Requirement 1:
According to the extract about Mexico City's conversion therapy bill, what is the maximum prison sentence the new law would impose on offenders?
Requirement 2:
Extend the extract about Mexico City's conversion therapy bill, picking up after its final sentence.

Mexico City’s regional congress approved a bill to criminalise gay ‘conversion therapy’ in a virtual session on Friday 24 July.
The practice – which has been discredited by the NHS and the World Psychiatric Association – refers to any attempt at changing a person’s sexual orientation or gender identity and often involves techniques such as electroshock therapy or prayer.
The new law, hailed as a major step forward for LGBTQ+ citizens in Mexico, would sentence offenders with up to five years in prison and there would be harsher punishments for those who subject minors to the practice.
It also defines ‘conversion therapy’ as a psychological or psychiatric measure that intends to “nullify, hinder, modify or undermine” the expression of a person’s gender identity or their sexual orientation.

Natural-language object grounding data
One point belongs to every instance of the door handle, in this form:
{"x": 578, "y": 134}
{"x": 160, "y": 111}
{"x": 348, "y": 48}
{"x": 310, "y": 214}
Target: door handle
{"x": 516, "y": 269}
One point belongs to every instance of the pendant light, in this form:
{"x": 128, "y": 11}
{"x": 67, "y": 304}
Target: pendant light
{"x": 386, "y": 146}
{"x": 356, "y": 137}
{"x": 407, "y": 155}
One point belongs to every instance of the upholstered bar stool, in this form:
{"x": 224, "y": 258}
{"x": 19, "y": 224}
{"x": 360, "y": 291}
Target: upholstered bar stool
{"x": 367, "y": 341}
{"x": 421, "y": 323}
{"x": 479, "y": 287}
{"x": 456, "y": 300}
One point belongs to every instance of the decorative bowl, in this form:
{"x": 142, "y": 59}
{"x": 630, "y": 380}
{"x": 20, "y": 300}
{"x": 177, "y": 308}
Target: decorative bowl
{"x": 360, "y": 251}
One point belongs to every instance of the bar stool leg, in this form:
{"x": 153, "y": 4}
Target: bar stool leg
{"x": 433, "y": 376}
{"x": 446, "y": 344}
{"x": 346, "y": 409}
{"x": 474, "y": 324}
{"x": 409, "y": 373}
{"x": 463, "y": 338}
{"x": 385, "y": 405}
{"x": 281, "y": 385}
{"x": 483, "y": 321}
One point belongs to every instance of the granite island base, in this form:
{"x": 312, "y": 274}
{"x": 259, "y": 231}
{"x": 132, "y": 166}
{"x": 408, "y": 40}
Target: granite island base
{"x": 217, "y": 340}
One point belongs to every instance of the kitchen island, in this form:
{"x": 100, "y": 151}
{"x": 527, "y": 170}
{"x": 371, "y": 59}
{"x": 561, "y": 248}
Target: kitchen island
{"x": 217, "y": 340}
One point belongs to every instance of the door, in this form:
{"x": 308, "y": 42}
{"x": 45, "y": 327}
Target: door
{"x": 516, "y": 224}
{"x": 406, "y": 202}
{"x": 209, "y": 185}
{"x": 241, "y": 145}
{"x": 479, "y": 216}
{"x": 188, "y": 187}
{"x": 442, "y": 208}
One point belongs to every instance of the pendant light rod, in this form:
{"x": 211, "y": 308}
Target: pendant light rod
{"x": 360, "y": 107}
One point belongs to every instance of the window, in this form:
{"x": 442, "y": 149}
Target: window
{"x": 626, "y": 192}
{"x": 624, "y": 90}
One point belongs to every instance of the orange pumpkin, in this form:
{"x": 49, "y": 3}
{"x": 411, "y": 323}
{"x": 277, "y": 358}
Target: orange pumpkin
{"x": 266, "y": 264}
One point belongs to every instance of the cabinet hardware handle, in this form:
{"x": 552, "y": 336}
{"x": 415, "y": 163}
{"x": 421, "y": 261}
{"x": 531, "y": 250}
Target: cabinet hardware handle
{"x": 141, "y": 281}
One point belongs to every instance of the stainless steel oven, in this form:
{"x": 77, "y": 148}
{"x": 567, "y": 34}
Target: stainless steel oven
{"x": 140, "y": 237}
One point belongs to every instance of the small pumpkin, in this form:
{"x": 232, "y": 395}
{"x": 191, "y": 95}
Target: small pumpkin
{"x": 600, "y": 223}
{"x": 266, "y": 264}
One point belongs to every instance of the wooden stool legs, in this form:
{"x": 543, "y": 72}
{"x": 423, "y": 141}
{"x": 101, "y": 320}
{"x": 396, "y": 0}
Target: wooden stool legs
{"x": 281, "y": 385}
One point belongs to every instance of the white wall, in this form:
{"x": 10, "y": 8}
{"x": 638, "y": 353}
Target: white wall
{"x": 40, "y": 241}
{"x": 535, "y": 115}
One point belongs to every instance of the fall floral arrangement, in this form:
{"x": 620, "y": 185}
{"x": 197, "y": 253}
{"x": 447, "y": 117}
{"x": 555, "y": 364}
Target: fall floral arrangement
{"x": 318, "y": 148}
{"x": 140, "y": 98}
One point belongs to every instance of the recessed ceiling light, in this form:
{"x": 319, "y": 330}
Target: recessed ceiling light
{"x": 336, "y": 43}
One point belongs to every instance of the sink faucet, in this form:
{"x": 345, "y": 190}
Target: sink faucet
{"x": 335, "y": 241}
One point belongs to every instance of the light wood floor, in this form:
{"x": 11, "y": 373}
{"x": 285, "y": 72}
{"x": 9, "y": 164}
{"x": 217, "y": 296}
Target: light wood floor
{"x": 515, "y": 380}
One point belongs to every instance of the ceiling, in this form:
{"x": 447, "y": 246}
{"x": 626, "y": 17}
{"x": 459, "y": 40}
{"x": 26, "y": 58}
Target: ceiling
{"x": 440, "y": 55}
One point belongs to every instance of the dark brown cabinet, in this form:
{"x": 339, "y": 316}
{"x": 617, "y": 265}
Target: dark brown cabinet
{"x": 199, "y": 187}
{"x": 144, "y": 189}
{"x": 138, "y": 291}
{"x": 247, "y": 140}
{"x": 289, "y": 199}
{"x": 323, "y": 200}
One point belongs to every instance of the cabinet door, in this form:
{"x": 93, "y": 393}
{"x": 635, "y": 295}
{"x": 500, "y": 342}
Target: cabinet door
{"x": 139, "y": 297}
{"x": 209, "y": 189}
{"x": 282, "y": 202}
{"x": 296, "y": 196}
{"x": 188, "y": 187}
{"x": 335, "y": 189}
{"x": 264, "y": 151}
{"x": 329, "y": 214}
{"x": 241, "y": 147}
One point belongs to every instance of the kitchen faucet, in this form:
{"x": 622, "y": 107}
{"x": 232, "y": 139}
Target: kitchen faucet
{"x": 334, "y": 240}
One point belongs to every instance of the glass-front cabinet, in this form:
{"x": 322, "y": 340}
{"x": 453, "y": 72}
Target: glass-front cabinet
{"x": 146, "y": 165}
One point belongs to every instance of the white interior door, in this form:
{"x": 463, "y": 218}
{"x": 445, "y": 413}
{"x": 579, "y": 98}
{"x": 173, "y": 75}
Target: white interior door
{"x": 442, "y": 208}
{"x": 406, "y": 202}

Task response 1:
Up to five years in prison.

Task response 2:
LGBTQ+ activists praised the outcome on social media, with Jóvenes LGBT México writing on Twitter: “Today, one more fight has been consolidated in our city and so has one more chapter in the history of the LGBT+ movement in Mexico. I feel very happy to walk hand in hand with all of you. This victory is yours.”
Mexico City’s ban on ‘conversion therapy’ follows recent calls for Boris Johnson to criminalise the practice in the UK.
Ban Conversion Therapy, a new group which works closely with LGBTQ+ charities and human rights organisations, are calling for a comprehensive and swift ban.
An open letter to the prime minister and Downing Street has also attracted the support of numerous celebrities.
The letter, backed by Elton John, Stephen Fry, Dua Lipa, Little Mix’s Jade Thirlwall, Stonewall, Mermaids, The Ozanne Foundation, Amnesty UK, Gendered Intelligence, All-Out and many others was sent to Downing Street and Equalities Minister, Liz Truss, on 10 July.
Other signatures include Olly Alexander from Years & Years, trans activist Munroe Bergdorf, screenwriter Dustin Lance Black, actor Alan Cumming, writer Russell T. Davies, comedian Mae Martin, Liberal Democrat leadership contender Layla Moran, co-founder of UK Black Pride Phyll Opoku-Gyimah and singers Rina Sawayama and Charli XCX.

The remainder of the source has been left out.